![]() |
Müvekkil Adnan Oktar'ın, son günlerde tekrar gündeme gelen Türkiye'nin Türk-İslam aleminin lideri olması hedefi konusuyla ilgili yapmış olduğu son açıklamaları kamuoyunun takdirine sunuyoruz.
Türkiye, hem Türklük aleminin kalesi hem de İslam aleminin kalbi olması hasebiyle, geçmişten beri Türk-İslam aleminin kurtuluşu ve feraha ermesi konusunda önemli bir misyon edinmiştir. Çalışmalarımızı yakından takip edenler çok iyi bilirler ki, bu misyonun yerine getirilmesi için geçmişte tarafımızca çok önemli etkinlikler yapmış, yazı ve kitaplar yayınlamış ve özellikle gençlerimizi bu önemli hedefe yakınlaştırmak için çok önemli atılımlar yapmış bulunuyoruz. Türkiye'nin liderliğinde bir Türk-İslam birliği, her daim ülkümüz olmuştur.
Bu birlik Türkiye'nin liderliğinde olacaktır; çünkü Türkiye, gerek geçmişten beri Türklük aleminin bayraktarlığını yapmış olması, gerekse Osmanlı'nın varlığından itibaren hilafetin merkezi olması nedeniyle, tüm Türk-İslam aleminin ağabeyi konumundadır. Bunun bir tezahürü olarak geçmişten günümüze Türk-İslam alemi çözümü daima Türkiye'den beklemiştir. Şu anda da bu beklentileri devam etmektedir.
Ancak Türkiye'nin liderliğinde bir Türk-İslam birliği gerçekleşebilmesi için ÖNCE SEVGİNİN İNŞA EDİLMESİ GEREKMEKTEDİR.
Türk-İslam birliğinin gerekliliği konusunda izahlarımı yaparken, yıllardan beri önemle belirttiğim bir husus vardır: Bu birliğin bir "SEVGİ BİRLİĞİ" olacağı hususu. Bu konuya tüm konuşmalarımda, kitaplarımda ve makalelerimde özelikle yer vermiş, sevgi üzerine kurulamayan bir birliğin hiçbir gücünün ve devamlılığının olamayacağını özellikle belirtmiştim. Hatta ben ve arkadaşlarıma yönelik polis operasyonundan sadece günler önce, A9 TV kanalındaki şu sözlerim hala akıllardadır:
“Türkiye eğer bölgenin SEVGİ ÖĞRETMENİ olursa o zaman bölgenin lideri olur. Silahla liderlik olmaz. Silahla yola çıkan anında ekarte olur.” (Sn. Adnan Oktar’ın 3 Temmuz 2018 tarihli A9 TV canlı yayın konuşmasından)

*-*-*

Yukarıdaki Türk-İslam birliği konulu açıklamayı, gösterilen son cümleden sonra sürdürün.

*-*-*

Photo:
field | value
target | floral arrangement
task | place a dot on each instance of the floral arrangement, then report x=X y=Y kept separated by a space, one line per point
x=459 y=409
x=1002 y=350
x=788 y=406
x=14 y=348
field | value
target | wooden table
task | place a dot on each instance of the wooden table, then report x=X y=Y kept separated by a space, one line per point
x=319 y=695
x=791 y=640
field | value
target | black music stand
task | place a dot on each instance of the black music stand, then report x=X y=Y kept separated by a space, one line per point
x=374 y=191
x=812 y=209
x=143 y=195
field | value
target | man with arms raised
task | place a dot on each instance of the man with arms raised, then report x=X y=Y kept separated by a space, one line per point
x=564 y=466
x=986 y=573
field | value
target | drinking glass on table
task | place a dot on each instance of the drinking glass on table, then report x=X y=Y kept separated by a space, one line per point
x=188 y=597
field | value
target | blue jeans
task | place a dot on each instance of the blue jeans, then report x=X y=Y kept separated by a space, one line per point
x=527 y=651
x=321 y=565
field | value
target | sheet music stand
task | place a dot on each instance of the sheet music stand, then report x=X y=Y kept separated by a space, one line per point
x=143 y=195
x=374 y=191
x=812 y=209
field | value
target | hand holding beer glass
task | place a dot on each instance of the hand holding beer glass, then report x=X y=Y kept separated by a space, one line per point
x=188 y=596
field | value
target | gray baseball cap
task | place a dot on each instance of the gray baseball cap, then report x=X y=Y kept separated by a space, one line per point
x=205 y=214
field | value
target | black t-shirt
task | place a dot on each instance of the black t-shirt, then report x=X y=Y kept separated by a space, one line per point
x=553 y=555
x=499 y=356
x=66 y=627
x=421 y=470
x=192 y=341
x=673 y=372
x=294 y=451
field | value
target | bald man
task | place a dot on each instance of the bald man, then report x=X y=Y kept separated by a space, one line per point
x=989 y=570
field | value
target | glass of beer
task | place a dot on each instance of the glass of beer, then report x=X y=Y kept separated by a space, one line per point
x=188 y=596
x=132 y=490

*-*-*

== Alıştırma Yanıtı ==
Canlı Yayınlarda, Gazete İlanlarında, Konferanslarda Sevgiye Dayalı Türk İslam Birliği Vurgumuz
İslam birliğinin sevgi temelli olması, benim sadece son zamanlarda üzerinde durduğum bir konu değildir. Bu konu, yıllardır hep en önemli gündemimiz olmuştur.
Örneğin, 2008 yılında Milli Değerleri Koruma Vakfı tarafından, konuyla ilgili eserlerimden faydalanılarak hazırlanan gazete ilanlarında, birliğin ancak "sevgi" ile inşa edilebileceği şu şekilde açıklanmıştır:
Türk-İslam Birliği, bir SEVGİ BİRLİĞİDİR. MUHABBET BİRLİĞİDİR, GÖNÜL BİRLİĞİDİR. Bu birliğin temeli, sevgi, fedakarlık, yardımseverlik, merhamet, hoşgörü, anlayış ve uzlaşıdır. Ayrıca insana saygı, sanatta, bilimde ve teknolojide en yüksek noktaya ulaşmak birliğin hedefidir. Birliğin kurulmasıyla, sadece Türk toplumları ve Müslümanlar değil, tüm dünya aydınlığa kavuşacaktır.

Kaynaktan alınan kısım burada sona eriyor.